*PROBLEM STATEMENT:* Copy the records exactly, leaving out every picture.

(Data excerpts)
----------------
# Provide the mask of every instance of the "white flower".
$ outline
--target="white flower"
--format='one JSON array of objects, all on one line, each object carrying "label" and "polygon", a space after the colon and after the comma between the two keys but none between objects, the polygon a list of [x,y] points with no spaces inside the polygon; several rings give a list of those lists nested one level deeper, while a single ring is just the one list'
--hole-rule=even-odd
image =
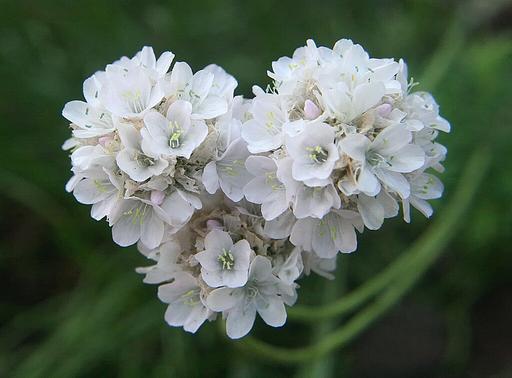
[{"label": "white flower", "polygon": [[77,182],[68,187],[80,203],[93,205],[91,217],[100,220],[109,215],[119,201],[122,178],[103,169],[91,169],[75,177]]},{"label": "white flower", "polygon": [[256,176],[244,186],[248,201],[261,204],[261,214],[270,221],[288,209],[286,190],[277,179],[276,163],[264,156],[249,156],[245,167]]},{"label": "white flower", "polygon": [[304,269],[301,249],[295,247],[286,260],[278,267],[277,276],[287,285],[292,285]]},{"label": "white flower", "polygon": [[[140,251],[146,248],[142,244],[139,246]],[[157,261],[156,265],[144,268],[137,268],[137,273],[145,274],[144,282],[148,284],[157,284],[170,281],[181,272],[182,268],[178,264],[178,257],[182,253],[182,248],[177,241],[171,240],[164,242],[157,249],[150,249],[147,257]]]},{"label": "white flower", "polygon": [[172,283],[158,288],[158,298],[169,303],[165,321],[170,326],[183,327],[187,332],[195,333],[210,315],[203,304],[201,288],[190,273],[176,273]]},{"label": "white flower", "polygon": [[410,183],[411,195],[409,198],[402,200],[404,220],[407,223],[411,221],[410,205],[429,218],[433,210],[427,200],[440,198],[443,195],[443,183],[436,176],[429,173],[415,175]]},{"label": "white flower", "polygon": [[158,176],[169,165],[167,160],[156,154],[142,152],[141,135],[132,125],[120,125],[119,137],[124,149],[117,154],[116,162],[132,180],[142,182]]},{"label": "white flower", "polygon": [[94,138],[115,130],[110,113],[87,102],[68,102],[62,110],[62,115],[77,126],[73,130],[73,136],[76,138]]},{"label": "white flower", "polygon": [[357,210],[368,229],[378,230],[384,218],[392,218],[398,214],[398,203],[385,190],[381,190],[377,197],[361,193],[357,196]]},{"label": "white flower", "polygon": [[102,76],[100,101],[118,117],[141,118],[164,97],[160,85],[141,66],[107,66]]},{"label": "white flower", "polygon": [[325,180],[339,158],[334,129],[325,123],[311,123],[286,141],[293,159],[292,176],[298,181]]},{"label": "white flower", "polygon": [[210,287],[240,287],[247,282],[251,247],[247,240],[233,245],[227,232],[212,230],[204,239],[203,252],[194,257],[201,264],[201,277]]},{"label": "white flower", "polygon": [[140,239],[146,247],[156,248],[162,242],[166,224],[180,227],[200,208],[197,197],[181,190],[175,190],[160,205],[148,199],[127,198],[110,214],[112,238],[122,247]]},{"label": "white flower", "polygon": [[142,149],[146,153],[190,158],[208,134],[204,121],[191,120],[192,104],[178,100],[167,110],[167,116],[152,111],[144,117],[141,130]]},{"label": "white flower", "polygon": [[361,218],[356,212],[333,210],[323,219],[299,219],[293,226],[290,241],[321,258],[332,258],[338,251],[350,253],[356,250],[354,228],[362,231]]},{"label": "white flower", "polygon": [[280,98],[261,94],[253,101],[250,109],[253,118],[242,126],[242,138],[253,154],[271,151],[283,143],[283,124],[286,112],[280,107]]},{"label": "white flower", "polygon": [[284,158],[278,161],[277,177],[285,185],[286,198],[291,202],[293,214],[297,218],[322,218],[332,208],[341,206],[340,196],[330,179],[321,186],[306,186],[292,177],[292,159]]},{"label": "white flower", "polygon": [[174,54],[170,51],[165,51],[157,60],[153,48],[151,46],[144,46],[133,58],[122,57],[112,64],[126,69],[142,67],[156,81],[163,78],[167,71],[169,71],[173,59]]},{"label": "white flower", "polygon": [[245,142],[241,138],[234,140],[220,158],[204,167],[202,180],[206,191],[214,194],[220,187],[230,200],[240,201],[243,188],[251,178],[245,168],[248,156]]},{"label": "white flower", "polygon": [[239,339],[251,330],[256,312],[272,327],[286,322],[286,310],[279,296],[280,280],[272,274],[270,261],[256,256],[249,269],[249,280],[244,287],[221,287],[207,297],[208,308],[226,312],[226,332]]},{"label": "white flower", "polygon": [[233,82],[226,75],[214,67],[193,74],[187,63],[176,62],[163,86],[166,96],[192,104],[193,119],[212,119],[228,111],[226,95]]},{"label": "white flower", "polygon": [[402,173],[421,168],[425,162],[423,150],[411,141],[411,132],[401,125],[385,128],[373,141],[362,134],[343,138],[340,149],[358,163],[359,174],[340,181],[340,189],[347,195],[360,191],[374,196],[381,180],[402,198],[409,197],[409,182]]}]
----------------
*RESULT:*
# Provide the mask of every instance of the "white flower".
$ outline
--target="white flower"
--format='one JSON array of objects, all on one line, each object carrying "label" and "polygon", a space after the colon and after the comma between the two keys but none between objects, the polygon a list of [x,y] points with no spaces inside the polygon; several rings give a list of those lists nested one level deeper, while a single ring is just the one list'
--hole-rule=even-odd
image =
[{"label": "white flower", "polygon": [[77,182],[68,187],[80,203],[93,205],[91,217],[100,220],[109,215],[119,201],[122,178],[103,169],[91,169],[75,177]]},{"label": "white flower", "polygon": [[256,176],[244,186],[248,201],[261,204],[261,214],[270,221],[288,209],[286,190],[277,179],[276,163],[264,156],[249,156],[245,167]]},{"label": "white flower", "polygon": [[304,269],[301,249],[295,247],[286,260],[278,267],[277,276],[287,285],[292,285]]},{"label": "white flower", "polygon": [[[140,251],[146,248],[142,244],[139,246]],[[157,261],[156,265],[144,268],[137,268],[137,273],[145,274],[144,282],[148,284],[157,284],[170,281],[181,272],[182,268],[178,264],[178,257],[182,253],[182,248],[177,241],[171,240],[164,242],[157,249],[150,249],[147,257]]]},{"label": "white flower", "polygon": [[172,283],[158,288],[158,298],[169,303],[165,321],[170,326],[183,327],[187,332],[195,333],[210,315],[203,304],[201,288],[190,273],[176,273]]},{"label": "white flower", "polygon": [[410,183],[411,195],[409,198],[402,200],[404,220],[407,223],[411,221],[410,205],[429,218],[433,210],[427,200],[440,198],[443,195],[443,183],[436,176],[429,173],[415,175]]},{"label": "white flower", "polygon": [[158,176],[169,165],[167,160],[156,154],[142,152],[141,135],[132,125],[120,125],[119,137],[124,149],[117,154],[116,162],[132,180],[142,182]]},{"label": "white flower", "polygon": [[94,138],[115,130],[110,113],[87,102],[68,102],[62,110],[62,115],[77,126],[73,130],[73,136],[76,138]]},{"label": "white flower", "polygon": [[357,210],[368,229],[378,230],[384,218],[392,218],[398,214],[398,203],[385,190],[381,190],[377,197],[361,193],[357,196]]},{"label": "white flower", "polygon": [[102,76],[100,101],[118,117],[141,118],[164,97],[160,85],[141,66],[107,66]]},{"label": "white flower", "polygon": [[325,180],[339,158],[334,129],[325,123],[311,123],[286,141],[293,159],[292,176],[298,181]]},{"label": "white flower", "polygon": [[210,287],[240,287],[247,282],[251,247],[247,240],[233,245],[227,232],[212,230],[204,239],[203,252],[194,257],[201,264],[201,277]]},{"label": "white flower", "polygon": [[140,239],[146,247],[156,248],[162,242],[166,224],[180,227],[200,208],[197,197],[181,190],[175,190],[160,205],[148,199],[127,198],[110,214],[112,238],[122,247]]},{"label": "white flower", "polygon": [[142,149],[146,153],[190,158],[208,134],[204,121],[191,120],[192,104],[178,100],[167,110],[167,116],[152,111],[144,117],[141,130]]},{"label": "white flower", "polygon": [[361,218],[356,212],[333,210],[323,219],[299,219],[293,226],[290,241],[321,258],[332,258],[338,251],[350,253],[356,250],[354,228],[362,231]]},{"label": "white flower", "polygon": [[280,98],[261,94],[253,101],[250,109],[253,118],[242,126],[242,138],[253,154],[271,151],[283,143],[283,124],[286,112],[280,107]]},{"label": "white flower", "polygon": [[284,158],[278,161],[277,177],[285,185],[286,198],[291,202],[293,214],[297,218],[322,218],[332,208],[341,206],[340,196],[330,179],[321,186],[306,186],[292,177],[292,159]]},{"label": "white flower", "polygon": [[174,54],[170,51],[165,51],[157,60],[153,48],[151,46],[144,46],[133,58],[122,57],[112,64],[126,69],[142,67],[156,81],[163,78],[167,71],[169,71],[173,59]]},{"label": "white flower", "polygon": [[245,142],[241,138],[234,140],[220,158],[204,167],[202,180],[206,191],[214,194],[220,187],[230,200],[240,201],[243,188],[251,178],[245,168],[248,156]]},{"label": "white flower", "polygon": [[239,339],[251,330],[256,312],[272,327],[286,322],[286,310],[279,296],[280,280],[272,274],[270,261],[256,256],[249,269],[249,280],[244,287],[221,287],[207,297],[208,308],[226,312],[226,332]]},{"label": "white flower", "polygon": [[233,82],[226,75],[214,67],[193,74],[187,63],[176,62],[163,86],[166,96],[192,104],[193,119],[212,119],[228,111],[226,95]]},{"label": "white flower", "polygon": [[402,173],[421,168],[425,162],[423,150],[411,141],[411,132],[401,125],[385,128],[373,141],[362,134],[343,138],[340,149],[358,163],[359,174],[340,181],[340,189],[347,195],[360,191],[374,196],[381,180],[402,198],[409,197],[409,182]]}]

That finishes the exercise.